Yapılacaklar ::
1: Mahur Beste hakkındaki metinden "Şehzade tarafından görülüp" ifadesinden "Osmanlı eleştirisi yapmıştır." ifadesine kadar uzanan bölümü hiç değiştirmeden tekrar yazın.
2: Aşağıdaki üç ifadenin Mahur Beste hakkındaki metinle uyuşup uyuşmadığını belirtin. Her birine evet ya da hayır deyin ve kararı veren sözleri metinden aynen alıntılayın.
(a) Atiye Hanım'ın şehzadeyle evlenmesi babası yüzünden padişah tarafından engellenmiştir.
(b) Behçet Bey eşinden ve ailesinden uzak durmayı tercih eder.
(c) Atiye'nin kahkahası kısa bir süre sonra Behçet Bey'in aklından silinir.
3: Mahur Beste hakkındaki metni son cümlesinden sonra kaldığı yerden sürdürün.

Okuma Parçası ::
════════════════
Behçet Bey nasıl tavanarasında antika eşyalarının arasında geçmişi yaşarken, aslında romanın diğer kahramanları da "şimdi"yi, "an"ı değil geçmiş bir zamana ve geçmişte bestelenen Mahur Beste'ye mahkum edilerek, indirgenerek anlatılmıştır, adeta antikalaştırılmış kişiler çıkar karşımıza.

Şehzade tarafından görülüp beğenilen Atiye Hanım babası yüzünden padişah tarafından şehzadeyle evlenmesi engellenmiş ve yazılan bir fermanla silik bir karakter olan Behçet Bey ile evlenmesini istemiştir. Otorite karşısındaki koşulsuz teslimiyetin getirdiği mutsuz bir evliliği, hayal kırıklığını vurgulayarak örtülü bir biçimde Tanpınar Osmanlı eleştirisi yapmıştır.

Atiye'nin evlendikleri gece Behçet Bey'e attığı kahkaha onun bu evlilik sürecinde yaşadıklarının ironik bir yansıması bir nevi II. Abdülhamit'e kendince göstermiş olduğu pasif direniştir.

Bu kahkaha öyle etkileyicidir ki Behçet Bey'in ömrü boyunca kulaklarında çınlar ve bu ironik kahkaha Atiye ölürken bir mırıltıya, kadim bir ilahiye, besteye dönüşecek olan Mahur Beste'ye dönüşür.

(28)

Ve bu romanın bitmemiş- yarıda kalmış- olmasının nedeni roman kahramanı olan Behçet Bey'in de tam bir kişilik olmamasından kaynaklandığı görülür. Yitip giden bir zamanın izinde mazide yaşayan, şimdiye ayak uyduramayan ayak uyduramadığı için de eşinden, ailesinden uzak durmayı tercih eden Behçet Bey'in yarımlığı gözler önüne serilir.
════════════════
Veriler ::
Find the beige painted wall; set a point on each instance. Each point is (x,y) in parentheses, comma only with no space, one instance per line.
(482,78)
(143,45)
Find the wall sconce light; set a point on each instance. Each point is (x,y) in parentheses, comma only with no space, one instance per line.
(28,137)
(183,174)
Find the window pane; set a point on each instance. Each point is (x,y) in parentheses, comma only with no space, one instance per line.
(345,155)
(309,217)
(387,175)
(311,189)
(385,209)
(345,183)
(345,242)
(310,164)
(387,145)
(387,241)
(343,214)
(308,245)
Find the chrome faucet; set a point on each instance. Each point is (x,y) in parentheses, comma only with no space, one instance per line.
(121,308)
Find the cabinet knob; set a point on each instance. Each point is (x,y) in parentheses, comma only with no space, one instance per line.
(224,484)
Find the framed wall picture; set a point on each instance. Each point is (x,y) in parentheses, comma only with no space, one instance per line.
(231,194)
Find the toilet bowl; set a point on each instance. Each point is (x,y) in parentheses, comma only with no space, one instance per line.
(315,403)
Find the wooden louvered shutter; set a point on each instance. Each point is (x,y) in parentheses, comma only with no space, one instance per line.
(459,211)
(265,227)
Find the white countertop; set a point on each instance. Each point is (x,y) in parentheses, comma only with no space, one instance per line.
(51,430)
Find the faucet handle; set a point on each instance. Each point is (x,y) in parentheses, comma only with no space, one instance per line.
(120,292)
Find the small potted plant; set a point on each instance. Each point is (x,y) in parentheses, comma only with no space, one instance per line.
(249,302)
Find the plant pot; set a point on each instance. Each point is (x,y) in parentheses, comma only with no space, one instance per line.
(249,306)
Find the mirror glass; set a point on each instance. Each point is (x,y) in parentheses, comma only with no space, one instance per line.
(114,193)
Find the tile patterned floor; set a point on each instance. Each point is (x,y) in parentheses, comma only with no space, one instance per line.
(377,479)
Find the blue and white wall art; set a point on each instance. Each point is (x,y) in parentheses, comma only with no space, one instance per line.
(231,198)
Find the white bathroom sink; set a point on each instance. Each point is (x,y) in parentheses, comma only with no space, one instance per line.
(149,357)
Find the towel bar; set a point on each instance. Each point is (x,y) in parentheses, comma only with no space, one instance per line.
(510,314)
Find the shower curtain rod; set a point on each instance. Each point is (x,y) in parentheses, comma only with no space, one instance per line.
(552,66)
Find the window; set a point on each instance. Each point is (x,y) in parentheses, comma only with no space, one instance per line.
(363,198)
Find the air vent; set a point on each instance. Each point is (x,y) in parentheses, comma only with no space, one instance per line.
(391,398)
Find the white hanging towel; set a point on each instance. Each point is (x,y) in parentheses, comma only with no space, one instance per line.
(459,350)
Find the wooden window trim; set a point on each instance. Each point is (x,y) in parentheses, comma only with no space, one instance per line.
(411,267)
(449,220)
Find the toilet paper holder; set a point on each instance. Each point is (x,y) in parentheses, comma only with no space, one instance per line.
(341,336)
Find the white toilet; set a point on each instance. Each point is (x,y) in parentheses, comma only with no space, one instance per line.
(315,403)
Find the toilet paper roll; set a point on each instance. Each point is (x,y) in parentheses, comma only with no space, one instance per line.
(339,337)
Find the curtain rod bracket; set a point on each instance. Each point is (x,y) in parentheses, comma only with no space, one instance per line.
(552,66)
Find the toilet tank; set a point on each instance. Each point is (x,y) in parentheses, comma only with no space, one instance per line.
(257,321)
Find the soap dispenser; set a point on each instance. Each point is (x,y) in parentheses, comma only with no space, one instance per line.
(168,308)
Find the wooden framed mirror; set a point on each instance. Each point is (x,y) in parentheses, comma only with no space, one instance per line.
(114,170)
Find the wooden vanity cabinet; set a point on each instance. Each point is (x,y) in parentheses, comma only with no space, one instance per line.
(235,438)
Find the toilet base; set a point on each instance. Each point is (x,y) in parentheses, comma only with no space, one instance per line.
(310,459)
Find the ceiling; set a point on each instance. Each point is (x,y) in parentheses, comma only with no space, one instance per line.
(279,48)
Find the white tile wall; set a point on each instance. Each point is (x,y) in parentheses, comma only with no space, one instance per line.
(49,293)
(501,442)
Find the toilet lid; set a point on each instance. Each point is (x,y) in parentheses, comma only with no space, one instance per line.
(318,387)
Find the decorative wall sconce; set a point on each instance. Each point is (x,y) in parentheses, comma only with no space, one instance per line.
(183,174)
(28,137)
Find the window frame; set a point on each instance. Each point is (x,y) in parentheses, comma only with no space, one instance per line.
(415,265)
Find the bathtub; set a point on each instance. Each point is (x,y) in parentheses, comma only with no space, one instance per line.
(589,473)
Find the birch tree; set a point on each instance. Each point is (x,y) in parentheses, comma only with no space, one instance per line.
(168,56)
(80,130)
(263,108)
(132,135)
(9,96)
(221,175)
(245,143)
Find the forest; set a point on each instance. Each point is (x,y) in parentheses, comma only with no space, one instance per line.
════════════════
Cevaplar ::
1:
Şehzade tarafından görülüp beğenilen Atiye Hanım babası yüzünden padişah tarafından şehzadeyle evlenmesi engellenmiş ve yazılan bir fermanla silik bir karakter olan Behçet Bey ile evlenmesini istemiştir. Otorite karşısındaki koşulsuz teslimiyetin getirdiği mutsuz bir evliliği, hayal kırıklığını vurgulayarak örtülü bir biçimde Tanpınar Osmanlı eleştirisi yapmıştır.

2:
(a) Evet: "Şehzade tarafından görülüp beğenilen Atiye Hanım babası yüzünden padişah tarafından şehzadeyle evlenmesi engellenmiş"
(b) Evet: "ayak uyduramadığı için de eşinden, ailesinden uzak durmayı tercih eden Behçet Bey'in"
(c) Hayır: "Bu kahkaha öyle etkileyicidir ki Behçet Bey'in ömrü boyunca kulaklarında çınlar"

3:
1.1.2.Nesnenin Aynası

"Köşede, her yerde, henüz bir türlü bir camekan alıp yerleştiremediği bir yığın antika eşya, çanak, çömlek, fincan, gümüş takım, eski minyatür, karmakarışık duruyorlardı. Daha ötede, yatağın biraz ilerisinde, üç günden beri, büyükçe bir koltuğa, yeni satın aldığı sedef ayna dayalı idi." (M. B., s.14)

Aynanın sedefli olması, o nesnenin düşsel evrende karşımıza parlaklığı ve ışıldaması ile karşımıza çıkmasından kaynaklanır.

"Antikacı dükkanlarına, müzayede yerlerine, Bedesten'e sık sık uğrar, ahbaplarının hususi koleksiyonlarını gezer, bütün gününü ayak üstünde, eski aynaların, küçük mücevher çekmecelerin, çeşmibülbüllerin şamdan ve sürahileri, kitapların karşısında hayran bir vecit ile geçirirdi."( M.B., s. 16)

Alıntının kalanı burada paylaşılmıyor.